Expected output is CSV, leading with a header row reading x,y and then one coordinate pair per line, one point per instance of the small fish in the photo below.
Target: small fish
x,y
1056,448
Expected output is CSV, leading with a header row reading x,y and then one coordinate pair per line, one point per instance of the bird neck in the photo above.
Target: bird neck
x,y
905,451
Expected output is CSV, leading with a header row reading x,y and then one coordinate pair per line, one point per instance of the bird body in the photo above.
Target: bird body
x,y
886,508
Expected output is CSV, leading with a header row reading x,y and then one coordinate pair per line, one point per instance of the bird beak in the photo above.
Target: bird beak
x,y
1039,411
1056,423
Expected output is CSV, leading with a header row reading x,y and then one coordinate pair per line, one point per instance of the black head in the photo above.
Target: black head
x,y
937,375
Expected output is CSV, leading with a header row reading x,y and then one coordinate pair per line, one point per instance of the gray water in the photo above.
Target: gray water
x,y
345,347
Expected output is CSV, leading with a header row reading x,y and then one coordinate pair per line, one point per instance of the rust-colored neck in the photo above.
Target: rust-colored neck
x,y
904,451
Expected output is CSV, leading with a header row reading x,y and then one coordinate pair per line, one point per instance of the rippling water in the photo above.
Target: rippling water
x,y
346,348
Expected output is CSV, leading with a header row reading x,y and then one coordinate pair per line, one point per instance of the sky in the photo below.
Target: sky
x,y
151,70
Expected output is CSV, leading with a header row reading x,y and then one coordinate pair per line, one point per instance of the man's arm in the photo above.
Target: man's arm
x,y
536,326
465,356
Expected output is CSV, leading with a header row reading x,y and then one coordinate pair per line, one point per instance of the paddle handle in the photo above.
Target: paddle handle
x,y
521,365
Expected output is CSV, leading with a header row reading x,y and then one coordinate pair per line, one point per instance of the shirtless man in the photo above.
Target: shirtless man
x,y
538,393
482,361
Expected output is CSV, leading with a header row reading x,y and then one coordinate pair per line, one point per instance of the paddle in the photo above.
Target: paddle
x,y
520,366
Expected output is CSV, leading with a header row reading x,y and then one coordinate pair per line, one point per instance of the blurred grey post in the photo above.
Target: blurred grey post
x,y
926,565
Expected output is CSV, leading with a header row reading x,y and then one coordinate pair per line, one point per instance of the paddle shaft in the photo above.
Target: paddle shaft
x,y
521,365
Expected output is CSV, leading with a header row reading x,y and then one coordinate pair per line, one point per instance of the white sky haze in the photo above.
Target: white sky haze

THE REQUEST: Reproduce exactly, with nothing added, the lines from the one that contains "man in the photo above." to the end of the data.

RESULT OF THIS EXERCISE:
Expected output is CSV, leading with a header row reading x,y and then one coordinate pair per line, one point per instance of the shirtless man in the photo above.
Target: shirtless man
x,y
538,393
482,361
Expected output is CSV, leading with a header row reading x,y and then one coordinate pair per line, one point per instance of the paddle in the photo above.
Target: paddle
x,y
520,366
Expected output is CSV, leading with a header row reading x,y and then one coordinate pair per line, one point per instance of the blurred grey post in the photo above.
Target: blurred grey post
x,y
926,565
Expected output is CSV, leading with a header row reading x,y and then one coordinate pair per line, one point per instance of the paddle shaft in the photo above.
Target: paddle shaft
x,y
521,365
Expected output is CSV, leading with a header row reading x,y and then one coordinate pair per line, one point per instance of the white sky haze in the photo above.
Target: white sky haze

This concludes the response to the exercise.